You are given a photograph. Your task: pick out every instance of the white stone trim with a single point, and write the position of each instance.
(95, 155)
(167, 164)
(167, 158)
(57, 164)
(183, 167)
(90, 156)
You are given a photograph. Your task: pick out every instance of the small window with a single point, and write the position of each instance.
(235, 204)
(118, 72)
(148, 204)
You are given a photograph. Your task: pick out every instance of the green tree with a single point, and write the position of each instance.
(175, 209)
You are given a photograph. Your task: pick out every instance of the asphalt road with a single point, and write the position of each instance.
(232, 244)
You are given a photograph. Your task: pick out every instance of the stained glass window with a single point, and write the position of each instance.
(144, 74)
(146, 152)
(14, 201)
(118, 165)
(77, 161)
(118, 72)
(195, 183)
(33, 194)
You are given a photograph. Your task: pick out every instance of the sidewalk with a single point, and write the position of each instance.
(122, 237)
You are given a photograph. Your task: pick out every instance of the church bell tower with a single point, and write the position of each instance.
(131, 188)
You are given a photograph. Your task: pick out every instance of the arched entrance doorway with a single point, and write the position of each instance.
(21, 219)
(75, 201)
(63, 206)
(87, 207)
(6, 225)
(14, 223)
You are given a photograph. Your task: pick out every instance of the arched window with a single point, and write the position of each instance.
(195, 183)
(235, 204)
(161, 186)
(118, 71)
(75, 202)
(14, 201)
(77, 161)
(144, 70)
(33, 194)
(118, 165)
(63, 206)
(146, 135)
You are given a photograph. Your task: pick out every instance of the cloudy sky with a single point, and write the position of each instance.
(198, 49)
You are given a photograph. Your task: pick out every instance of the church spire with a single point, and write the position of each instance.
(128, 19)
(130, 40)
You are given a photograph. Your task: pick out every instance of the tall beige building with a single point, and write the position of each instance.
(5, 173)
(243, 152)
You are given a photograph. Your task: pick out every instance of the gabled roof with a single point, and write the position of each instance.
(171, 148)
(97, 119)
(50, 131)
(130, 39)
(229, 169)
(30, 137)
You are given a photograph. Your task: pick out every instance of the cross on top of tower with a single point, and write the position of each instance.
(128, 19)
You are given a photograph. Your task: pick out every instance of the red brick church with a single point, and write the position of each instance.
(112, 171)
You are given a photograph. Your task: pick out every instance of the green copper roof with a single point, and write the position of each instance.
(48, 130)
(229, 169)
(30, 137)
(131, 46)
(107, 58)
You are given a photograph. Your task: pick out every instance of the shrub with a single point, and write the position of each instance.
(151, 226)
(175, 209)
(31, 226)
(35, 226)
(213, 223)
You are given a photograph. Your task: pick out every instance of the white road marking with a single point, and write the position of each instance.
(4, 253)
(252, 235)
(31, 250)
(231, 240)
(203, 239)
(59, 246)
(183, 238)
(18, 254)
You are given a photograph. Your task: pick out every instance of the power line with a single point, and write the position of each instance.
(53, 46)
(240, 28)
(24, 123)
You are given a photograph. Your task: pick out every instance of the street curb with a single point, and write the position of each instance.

**Your instructions**
Retype every record exactly, omitting nothing.

**Result of the exercise**
You are given a photograph. Your task: pick out every instance of the white stone trim with a single point, and write the position of each instance.
(95, 155)
(167, 164)
(167, 158)
(57, 164)
(183, 167)
(90, 156)
You are given a photograph. Your task: pick out every instance of the small window with a single point, and write the position of each instance.
(235, 204)
(118, 72)
(148, 204)
You are given a photograph. Your task: pick out every instance of the green tree with a single point, and write the position of each instance.
(175, 209)
You are given a photograph. Your task: pick out every instance of the asphalt road with a single point, and write the position of each instance.
(232, 244)
You are given a photograph. Your task: pick out every instance of the stained glass window with a single point, and write the position of each instance.
(144, 74)
(146, 152)
(14, 201)
(118, 165)
(77, 161)
(118, 72)
(195, 183)
(33, 194)
You are given a photograph. Your task: pick out every instance of the sidewalk with a single point, and write the position of each instance.
(122, 237)
You are given a photograph. Your task: pick out every instance of the church bell tower with a single point, and write the position of each instance.
(131, 188)
You are given a photograph. Your task: pick out every instance of the arched entrance doorway with a single point, and write the position of each instance.
(21, 219)
(75, 201)
(63, 206)
(87, 207)
(6, 225)
(14, 223)
You are given a photograph. Your task: pick out every instance of the arched window with a single point, and write the position of each instance.
(195, 183)
(235, 204)
(161, 186)
(118, 71)
(75, 202)
(14, 201)
(77, 161)
(144, 70)
(33, 194)
(118, 165)
(63, 206)
(146, 135)
You are given a photograph. Your task: pick out every instance of the cloudy sky with a single point, and write the position of each instance.
(198, 49)
You are given a photograph. Your task: pick out every instance of the church spire with a single point, and write the position of each instance.
(128, 19)
(130, 40)
You are given a photograph. Your task: pick out every instance of the tall beige building with a single point, and write the position of each instance.
(5, 173)
(243, 152)
You are given a photograph. Your task: pick out every instance of the gabled roof with a single point, and write the position of each instance.
(171, 148)
(97, 119)
(50, 131)
(130, 39)
(229, 169)
(30, 137)
You are given a photograph. Your task: pick out every instance of the cross on top of tower with a single point, and write the position of each instance.
(128, 19)
You are given a photograph. Your task: pick out every instance of the red brick church with a single point, and write the position of each instance.
(112, 171)
You are given a photograph. Your task: pick out every instance of the green copper roof with a single point, and write the position of each instance.
(48, 130)
(229, 169)
(30, 137)
(131, 46)
(107, 58)
You are given a photograph. Your task: pick out every instance of the shrub with a single point, and write the position of each instance.
(151, 226)
(175, 209)
(31, 226)
(35, 226)
(213, 223)
You are given a photograph. Your task: pick out every instance of the white road marking with a single point, and write the position of each instance.
(4, 253)
(252, 235)
(31, 250)
(231, 240)
(203, 239)
(59, 246)
(183, 238)
(18, 254)
You are given a photograph. Your task: pick out every instance of the power line with a single point, and write the position of each instance.
(53, 46)
(240, 28)
(24, 123)
You are given a photograph. Your task: pick out every instance of the street curb with a single point, and write the position of each instance.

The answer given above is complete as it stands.